YOUR OBJECTIVE ▸ Pictures stay out; everything else in the listing below is to be restated word for word.

AVAILABLE DATA ▸
****************************************
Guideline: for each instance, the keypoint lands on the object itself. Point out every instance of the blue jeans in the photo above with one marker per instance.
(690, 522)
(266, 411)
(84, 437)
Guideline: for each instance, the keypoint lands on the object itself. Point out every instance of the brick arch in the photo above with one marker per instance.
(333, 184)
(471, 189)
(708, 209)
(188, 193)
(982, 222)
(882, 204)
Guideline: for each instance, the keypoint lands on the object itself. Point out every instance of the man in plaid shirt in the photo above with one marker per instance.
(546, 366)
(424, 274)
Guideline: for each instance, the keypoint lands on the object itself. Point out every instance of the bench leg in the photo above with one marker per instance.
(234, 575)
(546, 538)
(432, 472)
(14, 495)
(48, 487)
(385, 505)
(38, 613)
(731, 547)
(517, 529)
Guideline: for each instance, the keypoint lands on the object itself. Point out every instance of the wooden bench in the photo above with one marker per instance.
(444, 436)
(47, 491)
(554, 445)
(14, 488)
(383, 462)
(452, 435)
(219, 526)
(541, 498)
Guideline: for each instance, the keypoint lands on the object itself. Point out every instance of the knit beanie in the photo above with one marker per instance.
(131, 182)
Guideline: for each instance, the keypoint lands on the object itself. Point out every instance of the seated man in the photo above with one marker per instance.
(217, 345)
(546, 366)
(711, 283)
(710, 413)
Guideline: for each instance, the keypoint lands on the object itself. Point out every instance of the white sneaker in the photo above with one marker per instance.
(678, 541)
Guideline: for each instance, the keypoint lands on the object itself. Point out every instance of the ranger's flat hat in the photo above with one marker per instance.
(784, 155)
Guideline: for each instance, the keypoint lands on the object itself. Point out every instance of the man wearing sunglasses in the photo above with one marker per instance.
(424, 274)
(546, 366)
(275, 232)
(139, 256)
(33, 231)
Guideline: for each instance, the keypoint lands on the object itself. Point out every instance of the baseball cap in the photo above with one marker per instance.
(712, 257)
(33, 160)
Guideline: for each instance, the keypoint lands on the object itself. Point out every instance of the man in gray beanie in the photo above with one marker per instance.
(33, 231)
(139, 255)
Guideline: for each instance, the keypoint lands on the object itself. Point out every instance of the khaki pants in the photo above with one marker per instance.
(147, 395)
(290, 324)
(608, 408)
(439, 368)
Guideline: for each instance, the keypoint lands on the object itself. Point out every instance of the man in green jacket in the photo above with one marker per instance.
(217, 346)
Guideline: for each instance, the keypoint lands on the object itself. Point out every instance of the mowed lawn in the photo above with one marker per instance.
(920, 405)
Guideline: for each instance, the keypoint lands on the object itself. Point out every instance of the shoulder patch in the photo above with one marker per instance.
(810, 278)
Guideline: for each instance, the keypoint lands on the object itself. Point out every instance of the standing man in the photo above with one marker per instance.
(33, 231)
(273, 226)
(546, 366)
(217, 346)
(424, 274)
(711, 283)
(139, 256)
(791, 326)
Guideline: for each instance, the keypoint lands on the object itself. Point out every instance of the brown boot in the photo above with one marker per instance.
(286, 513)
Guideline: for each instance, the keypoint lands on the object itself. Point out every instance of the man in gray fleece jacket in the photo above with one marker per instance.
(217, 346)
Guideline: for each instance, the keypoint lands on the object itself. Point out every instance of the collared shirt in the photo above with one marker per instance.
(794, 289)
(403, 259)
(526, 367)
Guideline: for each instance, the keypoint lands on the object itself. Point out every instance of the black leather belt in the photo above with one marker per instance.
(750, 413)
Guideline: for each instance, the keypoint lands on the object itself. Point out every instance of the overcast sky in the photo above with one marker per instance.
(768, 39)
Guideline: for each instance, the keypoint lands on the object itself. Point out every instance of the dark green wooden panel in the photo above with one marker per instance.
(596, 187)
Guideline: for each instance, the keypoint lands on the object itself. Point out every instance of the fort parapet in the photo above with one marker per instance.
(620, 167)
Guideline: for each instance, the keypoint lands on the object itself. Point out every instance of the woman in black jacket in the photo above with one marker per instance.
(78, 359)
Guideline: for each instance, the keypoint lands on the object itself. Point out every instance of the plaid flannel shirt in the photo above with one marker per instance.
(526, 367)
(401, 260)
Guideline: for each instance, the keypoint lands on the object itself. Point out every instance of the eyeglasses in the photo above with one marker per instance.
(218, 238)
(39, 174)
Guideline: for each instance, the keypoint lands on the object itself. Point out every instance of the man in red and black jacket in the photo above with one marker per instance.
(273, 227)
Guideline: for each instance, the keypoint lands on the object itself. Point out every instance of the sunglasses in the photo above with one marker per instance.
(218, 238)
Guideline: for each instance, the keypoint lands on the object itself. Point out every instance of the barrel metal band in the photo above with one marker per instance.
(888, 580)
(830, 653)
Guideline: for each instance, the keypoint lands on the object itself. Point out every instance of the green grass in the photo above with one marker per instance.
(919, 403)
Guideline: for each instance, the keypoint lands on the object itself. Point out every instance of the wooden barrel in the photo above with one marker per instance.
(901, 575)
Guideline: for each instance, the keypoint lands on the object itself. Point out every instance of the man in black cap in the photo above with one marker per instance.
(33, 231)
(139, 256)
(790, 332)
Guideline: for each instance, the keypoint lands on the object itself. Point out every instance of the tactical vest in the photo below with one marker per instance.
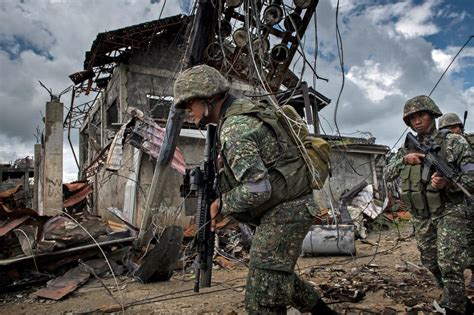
(423, 199)
(470, 138)
(287, 175)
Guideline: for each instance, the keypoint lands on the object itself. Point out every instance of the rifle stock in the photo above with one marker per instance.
(432, 160)
(202, 181)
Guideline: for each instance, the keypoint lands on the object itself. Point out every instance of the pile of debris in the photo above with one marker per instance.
(35, 249)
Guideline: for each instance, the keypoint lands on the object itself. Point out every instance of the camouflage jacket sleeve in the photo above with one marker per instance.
(242, 138)
(395, 165)
(459, 154)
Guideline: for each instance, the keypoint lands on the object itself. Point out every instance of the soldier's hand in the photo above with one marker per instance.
(413, 158)
(214, 210)
(438, 181)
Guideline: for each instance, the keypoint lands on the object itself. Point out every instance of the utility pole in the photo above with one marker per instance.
(201, 32)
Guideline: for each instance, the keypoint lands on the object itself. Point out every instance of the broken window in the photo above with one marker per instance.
(112, 116)
(159, 106)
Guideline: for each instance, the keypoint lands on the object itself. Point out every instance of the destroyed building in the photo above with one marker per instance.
(18, 176)
(134, 68)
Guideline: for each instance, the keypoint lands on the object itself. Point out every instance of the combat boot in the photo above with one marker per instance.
(469, 307)
(322, 308)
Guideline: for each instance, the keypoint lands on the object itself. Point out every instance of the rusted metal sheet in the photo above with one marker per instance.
(10, 192)
(79, 196)
(44, 257)
(75, 186)
(62, 286)
(147, 136)
(11, 225)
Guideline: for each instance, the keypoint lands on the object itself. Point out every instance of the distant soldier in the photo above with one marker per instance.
****************************************
WRITTEN REPLY ▸
Guideline: for each instance, the keypoint lands on the object itself. Point out every instance of the blue jeans in the photo above with one marker per instance.
(690, 522)
(266, 411)
(84, 437)
Guideline: for each instance, the keypoint lands on the object itself. Point out every instance of the brick arch in the photo above with one marker per instance.
(333, 184)
(471, 189)
(708, 209)
(188, 193)
(982, 222)
(882, 204)
Guideline: for each instance, the keypoint lands on the object itself. Point out every instance of the man in plaid shirt in the photo above with one marker per instance.
(546, 366)
(424, 274)
Guideline: for each instance, the keypoint lands on the object itself. Point out every instance of the bench leg in the photo above with one marker per instance.
(234, 575)
(546, 538)
(432, 472)
(14, 495)
(48, 487)
(385, 505)
(38, 613)
(731, 547)
(517, 529)
Guideline: for each instance, the keypoint lands on the object itself. Point out every instance of the wooden bench in the photo above with one marker per instance.
(444, 436)
(47, 491)
(554, 445)
(14, 488)
(383, 462)
(452, 435)
(219, 526)
(541, 498)
Guideline: for each instance, the keypoint lands on the object itself. Point out every instance of the knit beanie in the photo above with one marker per instance.
(131, 182)
Guideline: for each instance, the keypoint lands on the object itself. Point out every instance of the seated man in the photo above with one marker per instance.
(217, 345)
(546, 366)
(711, 283)
(710, 413)
Guideline: for each instance, the keypoint lands on the object itself. Point out every instance of the white sneaker in the photo above with one marker per instance.
(678, 541)
Guideline: for each instance, the keypoint lands on the object itself. Point out every instance of the ranger's flat hat in the photo above with one marker per instance.
(784, 155)
Guideline: for each instance, the keypoint lands on the object itself. Point out every instance of the man wearing sunglasses in the photo above with one marker per instance.
(424, 274)
(546, 366)
(275, 232)
(139, 256)
(33, 231)
Guideline: for each instance, the keypoint lands on the object itself. Point out every instance of the baseball cap in the photo above with one marker per instance.
(712, 257)
(33, 160)
Guideline: for each instance, the keypoint lands on the object itself. Point out every instance of the man in gray beanie in the photo above with one marker per instance.
(33, 231)
(139, 255)
Guideline: for each instance, the keypoint lands on the object itself. Point out every instance of the khaki pants in the photo above with one marker per instance.
(147, 395)
(290, 324)
(608, 408)
(439, 368)
Guideline: for each instance, the keypoint lands on the object itself. Point out every instance of the man in green jacket in the photo above with one marker per instance.
(217, 346)
Guideline: for each instance, the keypoint lands on the object itself. Point out every instance of the mowed lawn in the photo above with one marker per instance.
(920, 405)
Guideline: for each instance, the keypoint lands on the object itself. Point out every instance of the shoulder patch in the photo above with one marker per instance.
(810, 278)
Guideline: for each instance, the keypoint lands on the object itself. Point out every instance of the standing man in the photo above with one marker per instance.
(33, 231)
(273, 226)
(546, 366)
(217, 346)
(424, 274)
(711, 283)
(139, 256)
(791, 326)
Guideline: for each instance, the keypoint lands on the object itself. Point out every instance of the brown boot in the photo above with one marker per instance.
(286, 513)
Guideline: for each instance, the keypoint lands on the object itself. Point out every instance of the man in gray fleece jacket in the photo above with one marker per instance.
(217, 346)
Guideline: for each instance, the keypoint lands on the object itself. Point out every instance of the collared shirt in the photo above with one marker per instance.
(794, 289)
(403, 259)
(526, 367)
Guideline: for each instance, the keypoint lands on the object itself. Point out every instance of the black leather belt in the photo above with one marker per instance.
(750, 413)
Guideline: for each instance, the keypoint lands on the object itself. Point out every instance of the overcast sky in the photo above with one marker per instance.
(768, 39)
Guideline: for each instance, the keypoint lands on the object itself. Point out every instance of the dark green wooden panel in the photo above with one marker per instance.
(596, 187)
Guideline: for each instance, the keypoint lands on the object itself. Point out every instance of the fort parapet in the photo above with one marker per instance.
(620, 167)
Guideline: for each instance, the keypoint lands on the object itself. Point out every instance of the woman in black jacket in the photo above with one marker per instance.
(78, 359)
Guideline: for each instance, the keypoint lands on the object itself. Point out every instance of the plaid flannel shirt in the photo above with one marker per instance.
(526, 367)
(401, 260)
Guideline: for each instance, the keypoint lands on the object itself. Point out every instance of the eyeglasses in the photo above with one marker per instance.
(218, 238)
(39, 174)
Guideline: for each instance, the keypoint lands on the object itself. Point out every instance of the man in red and black jacket in the photo above with one marker per instance.
(273, 227)
Guideline: for each instance, the keypoint lands on the object itself. Point out every instance of the sunglasses in the photo above with one marker per instance.
(218, 238)
Guideline: for each instance, the keypoint lands on the object itself. Point out every instance of the barrel metal band in the photo above with one marker per instance.
(888, 580)
(830, 653)
Guideline: for each instance, the keypoint lands on the object itself. Point out every instance of the green grass in the photo above with one marker per instance.
(919, 403)
Guideline: for each instance, the keypoint lands on the object itself. Point out every instance of the wooden barrel in the photo above with one marker per instance.
(901, 575)
Guideline: for each instance, the keypoint lands on the object itself. Point out every instance of the man in black cap in the photo above with one marker per instance.
(33, 231)
(139, 256)
(790, 332)
Guideline: for each instance, the keypoint lands on the object itself. Point out every instance of the tactical vest in the photo below with one marker per instance.
(423, 199)
(470, 138)
(287, 175)
Guideline: for each instance, the keypoint lands on the object itself. Point out every instance of the rifle stock in the photo above with one marker per instance.
(432, 160)
(202, 181)
Guideline: for each instance, the keypoint lands on the object itself. Point out every instance of the pile of debris in the photo above with one marker per instance.
(35, 249)
Guideline: for each instance, the keypoint lands on the object itself. Point out every instance of the camouflage jacket sleeve in the photo above with one marker per instance.
(242, 138)
(395, 165)
(459, 154)
Guideline: for each instance, the keypoint lands on the object itself. Point out every instance of the soldier's hand in the photo above with one marker per instance.
(413, 158)
(214, 210)
(438, 181)
Guideline: for each instance, the keypoint lands on the object itself. Point out every instance of the utility pole in the photo above with one marker per instance.
(201, 32)
Guideline: for each instance, the keypoint lands on the object itself. Point out every instance of the broken window in the photo above with one marker per instance.
(112, 116)
(159, 106)
Guideline: for each instance, the keypoint lands on the object itself. Point out every instance of the destroyed building in the photo above with one marker per instance.
(18, 176)
(134, 68)
Guideline: for each instance, the keypoint lands on the object itself. Point out every instance of the combat boot in the photo above with one marker per instance.
(469, 307)
(322, 308)
Guideline: for each instance, the keypoint lands on the object itself. Point out every instance of the rusted metal sheet in the photo above with one marker per instance.
(10, 192)
(79, 196)
(44, 257)
(75, 186)
(62, 286)
(147, 136)
(11, 225)
Guideline: for each instance, the keypoint lands on the object itself. Point out every instance of the distant soldier in the photo above with one marker per instance.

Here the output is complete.